[Gezeigter Textauszug]
□ □ □

Genau hinschauen

Wir leben in Zeiten erhöhter Aufmerksamkeit. «Genau hinschauen» lautet das aktivistische Motto. Dies zum Zweck, moralisch, politisch und weltanschaulich angeblich Falschgewickelte aufzuspüren, an den öffentlichen Pranger zu stellen und sozial zu ächten. «Genau hingesehen» wird unterdessen so gründlich, dass man sich in der Öffentlichkeit auf einem wahren Minenfeld wähnt, auf dem einem jederzeit etwas um die Ohren fliegen kann.

 

Haben Sie brav das Bekenntnis abgelegt, dass der biologische Dualismus von Mann und Frau bloss eine patriarchale Lüge ist und es so etwas wie Mann und Frau in Wirklichkeit gar nicht gibt? Das Auto gehorsam verschrottet? Den nachbarschaftlichen Verschwörungstheoretiker überführt und mit Bann belegt? Verlangt, dass das Indianerbild an der Schulhauswand zu entfernen sei?

 

Und weiter: Konsequent Sojamilch anstelle von Kuhmilch getrunken? Glaubhaft beteuert, mit der christlichen Religion nichts am Hut zu haben? Ganz sicher keine «Mikroaggression» verübt? Sich von machohaften Rockmusikern gebührend distanziert? Und hoffentlich stets die Ansicht vertreten, Bleichgesichter hätten keine Rastas zu tragen, da dies nur Menschen mit dunklerer Hautfarbe vorbehalten sei?

 

Falls Sie alles mit Ja beantworten können, gebührt Ihnen eine herzliche Gratulation. Dann gehören Sie zu den Tadellosen und haben von denen, die «genau hinschauen», nichts zu befürchten.

□ □ □

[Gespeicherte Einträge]

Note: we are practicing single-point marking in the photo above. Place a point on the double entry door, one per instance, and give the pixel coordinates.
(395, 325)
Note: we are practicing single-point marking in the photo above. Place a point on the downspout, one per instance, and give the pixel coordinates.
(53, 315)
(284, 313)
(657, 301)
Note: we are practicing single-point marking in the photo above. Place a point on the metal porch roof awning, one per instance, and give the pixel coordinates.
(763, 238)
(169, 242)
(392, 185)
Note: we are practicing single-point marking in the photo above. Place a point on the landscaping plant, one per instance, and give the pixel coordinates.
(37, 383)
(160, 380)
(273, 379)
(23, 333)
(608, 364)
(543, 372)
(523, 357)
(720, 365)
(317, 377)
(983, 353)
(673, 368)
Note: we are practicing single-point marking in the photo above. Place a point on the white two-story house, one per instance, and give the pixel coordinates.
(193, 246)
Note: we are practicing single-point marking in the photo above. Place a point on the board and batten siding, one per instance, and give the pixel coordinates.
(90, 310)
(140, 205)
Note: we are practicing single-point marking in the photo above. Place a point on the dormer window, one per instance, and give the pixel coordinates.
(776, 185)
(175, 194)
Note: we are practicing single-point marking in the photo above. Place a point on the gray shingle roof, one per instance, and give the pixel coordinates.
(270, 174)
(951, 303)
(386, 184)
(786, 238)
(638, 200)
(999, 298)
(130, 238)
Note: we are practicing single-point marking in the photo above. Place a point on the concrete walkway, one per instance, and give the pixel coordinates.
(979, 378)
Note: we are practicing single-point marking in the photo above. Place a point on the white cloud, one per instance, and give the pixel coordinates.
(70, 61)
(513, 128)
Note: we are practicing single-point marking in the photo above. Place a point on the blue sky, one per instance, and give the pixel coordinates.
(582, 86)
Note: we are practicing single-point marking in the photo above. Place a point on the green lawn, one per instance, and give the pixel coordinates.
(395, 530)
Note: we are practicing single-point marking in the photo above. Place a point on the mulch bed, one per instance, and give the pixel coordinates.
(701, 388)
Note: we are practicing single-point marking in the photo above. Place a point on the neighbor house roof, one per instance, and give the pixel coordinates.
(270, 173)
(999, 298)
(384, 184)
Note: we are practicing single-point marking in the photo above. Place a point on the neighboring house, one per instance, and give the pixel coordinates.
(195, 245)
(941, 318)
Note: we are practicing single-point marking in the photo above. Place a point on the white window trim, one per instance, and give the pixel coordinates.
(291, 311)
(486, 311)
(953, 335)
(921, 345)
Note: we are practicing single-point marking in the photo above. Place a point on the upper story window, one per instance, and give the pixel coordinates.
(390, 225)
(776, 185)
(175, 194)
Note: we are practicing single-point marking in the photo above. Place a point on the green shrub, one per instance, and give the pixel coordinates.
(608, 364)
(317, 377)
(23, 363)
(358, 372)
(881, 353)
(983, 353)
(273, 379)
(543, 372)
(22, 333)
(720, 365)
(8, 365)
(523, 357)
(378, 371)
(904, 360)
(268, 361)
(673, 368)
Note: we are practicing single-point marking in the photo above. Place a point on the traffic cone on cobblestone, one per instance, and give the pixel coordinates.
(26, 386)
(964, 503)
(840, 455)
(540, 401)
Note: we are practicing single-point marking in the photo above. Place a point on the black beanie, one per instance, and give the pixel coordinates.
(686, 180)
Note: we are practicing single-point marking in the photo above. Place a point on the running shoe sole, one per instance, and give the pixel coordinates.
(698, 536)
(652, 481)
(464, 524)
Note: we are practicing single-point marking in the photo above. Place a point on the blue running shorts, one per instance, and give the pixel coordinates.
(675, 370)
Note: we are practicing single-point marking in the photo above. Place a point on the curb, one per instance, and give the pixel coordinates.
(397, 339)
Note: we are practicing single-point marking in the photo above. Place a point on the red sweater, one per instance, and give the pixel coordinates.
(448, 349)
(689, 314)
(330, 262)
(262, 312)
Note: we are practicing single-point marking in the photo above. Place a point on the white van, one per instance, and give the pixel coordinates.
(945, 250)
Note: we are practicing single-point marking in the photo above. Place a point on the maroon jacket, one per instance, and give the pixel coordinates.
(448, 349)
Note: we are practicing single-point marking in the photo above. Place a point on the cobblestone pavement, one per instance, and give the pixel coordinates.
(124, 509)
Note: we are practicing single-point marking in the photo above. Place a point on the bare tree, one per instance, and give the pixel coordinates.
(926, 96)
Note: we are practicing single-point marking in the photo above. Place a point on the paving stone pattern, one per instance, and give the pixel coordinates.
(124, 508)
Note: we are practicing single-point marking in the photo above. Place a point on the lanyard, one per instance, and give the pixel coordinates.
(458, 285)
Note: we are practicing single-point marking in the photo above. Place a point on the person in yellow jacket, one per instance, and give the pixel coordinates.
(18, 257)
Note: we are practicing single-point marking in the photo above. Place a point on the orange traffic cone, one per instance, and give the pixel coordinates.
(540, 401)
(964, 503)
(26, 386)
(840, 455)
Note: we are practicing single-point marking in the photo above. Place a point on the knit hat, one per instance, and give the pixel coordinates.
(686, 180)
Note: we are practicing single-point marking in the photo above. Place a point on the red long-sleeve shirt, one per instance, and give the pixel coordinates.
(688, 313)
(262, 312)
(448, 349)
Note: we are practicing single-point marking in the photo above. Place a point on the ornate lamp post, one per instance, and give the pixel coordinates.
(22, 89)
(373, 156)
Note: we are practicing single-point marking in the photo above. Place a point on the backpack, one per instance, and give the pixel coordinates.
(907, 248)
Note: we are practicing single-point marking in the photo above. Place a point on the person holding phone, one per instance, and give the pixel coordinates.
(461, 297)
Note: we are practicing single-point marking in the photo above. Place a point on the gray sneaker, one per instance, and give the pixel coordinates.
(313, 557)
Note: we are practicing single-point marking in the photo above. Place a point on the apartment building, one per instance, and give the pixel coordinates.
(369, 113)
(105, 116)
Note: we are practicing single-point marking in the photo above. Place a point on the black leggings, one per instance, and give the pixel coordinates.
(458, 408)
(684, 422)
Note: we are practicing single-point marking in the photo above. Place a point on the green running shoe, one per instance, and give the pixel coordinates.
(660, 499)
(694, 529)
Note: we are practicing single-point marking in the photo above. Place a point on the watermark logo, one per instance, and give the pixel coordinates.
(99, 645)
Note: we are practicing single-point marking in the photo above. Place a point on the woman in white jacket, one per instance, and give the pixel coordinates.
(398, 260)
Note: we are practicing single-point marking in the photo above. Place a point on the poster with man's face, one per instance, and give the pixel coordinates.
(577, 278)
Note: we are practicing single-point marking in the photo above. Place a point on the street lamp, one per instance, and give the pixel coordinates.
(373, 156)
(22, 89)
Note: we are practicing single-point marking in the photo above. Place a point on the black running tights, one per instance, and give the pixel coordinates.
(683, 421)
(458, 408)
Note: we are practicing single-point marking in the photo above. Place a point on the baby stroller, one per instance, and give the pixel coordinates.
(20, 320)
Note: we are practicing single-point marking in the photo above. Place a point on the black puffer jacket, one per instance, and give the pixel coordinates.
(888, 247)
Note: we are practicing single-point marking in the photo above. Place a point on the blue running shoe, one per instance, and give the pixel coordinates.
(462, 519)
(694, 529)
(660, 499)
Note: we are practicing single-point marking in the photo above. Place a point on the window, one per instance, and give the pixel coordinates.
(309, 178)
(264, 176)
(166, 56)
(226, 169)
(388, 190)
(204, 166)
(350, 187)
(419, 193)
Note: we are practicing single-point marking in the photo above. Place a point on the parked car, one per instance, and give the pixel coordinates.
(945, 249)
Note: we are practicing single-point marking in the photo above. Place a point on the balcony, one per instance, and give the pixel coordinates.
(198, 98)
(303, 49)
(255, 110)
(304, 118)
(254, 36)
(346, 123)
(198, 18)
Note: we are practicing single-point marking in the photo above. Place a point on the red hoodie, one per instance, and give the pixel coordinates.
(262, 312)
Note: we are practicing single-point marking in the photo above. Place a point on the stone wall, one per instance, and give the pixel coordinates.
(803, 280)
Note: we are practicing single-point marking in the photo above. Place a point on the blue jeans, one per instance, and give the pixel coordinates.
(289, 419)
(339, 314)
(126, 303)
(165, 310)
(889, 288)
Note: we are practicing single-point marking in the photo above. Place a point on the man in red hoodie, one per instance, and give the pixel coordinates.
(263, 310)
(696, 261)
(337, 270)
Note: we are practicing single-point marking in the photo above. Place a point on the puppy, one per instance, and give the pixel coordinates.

□ □ □

[Arbeitsauftrag A]
Übertragen Sie aus dem Text „Genau hinschauen“ wortgetreu den Abschnitt, der mit den Worten „Wir leben in“ einsetzt und mit „Ohren fliegen kann.“ schließt.
[Arbeitsauftrag B]
Welches Getränk soll laut dem Text „Genau hinschauen“ konsequent anstelle von Kuhmilch getrunken werden?
[Arbeitsauftrag C]
Führen Sie den Text „Genau hinschauen“ im Anschluss an seinen letzten Satz weiter.

[Erwartete Antwort A]
Wir leben in Zeiten erhöhter Aufmerksamkeit. «Genau hinschauen» lautet das aktivistische Motto. Dies zum Zweck, moralisch, politisch und weltanschaulich angeblich Falschgewickelte aufzuspüren, an den öffentlichen Pranger zu stellen und sozial zu ächten. «Genau hingesehen» wird unterdessen so gründlich, dass man sich in der Öffentlichkeit auf einem wahren Minenfeld wähnt, auf dem einem jederzeit etwas um die Ohren fliegen kann.

[Erwartete Antwort B]
Sojamilch.

[Erwartete Antwort C]
Müssen Sie diese Fragen aber mehrheitlich mit Nein beantworten? Dann sind Sie des Teufels und kriegen die Keule übergezogen. Oder halten Sie es manchmal so, manchmal so? Pfui Teufel, dann gehören Sie zu den Lauen, die keine Linie haben vor dem Angesicht Gottes, der da heisst «Die Grosse Moral».

 

Die, die «genau hinschauen», das sind die neuen Moralisten. Ich war mal der Ansicht, dass wir die krude Moral längst durch eine differenzierte, situationsbezogene Ethik ersetzt hätten. Das scheint in der Handhabe allerdings, wie sich jetzt herausstellt, die meisten zu überfordern. Deshalb setzt man wieder auf die Moral – auf eine platte Vernichtungsmoral, die sich an einem überempfindlichen Zeitgeist orientiert.

 

Die «genau hinschauenden» Jakobiner der postmodernen Revolution sind Eiferer, die im Endziel die alte Gesellschaft mitsamt ihren Traditionen, Vorstellungen, Werten und Konventionen beerdigen wollen. Manche tun es aus purer Lust am Schwingen des Abbruchhammers. Andere meinen es gut und wollen, dass alles besser wird. Wäre aber die neue Welt, die ihnen vorschwebt, wirklich eine bessere Welt? Lasst uns «genau hinschauen».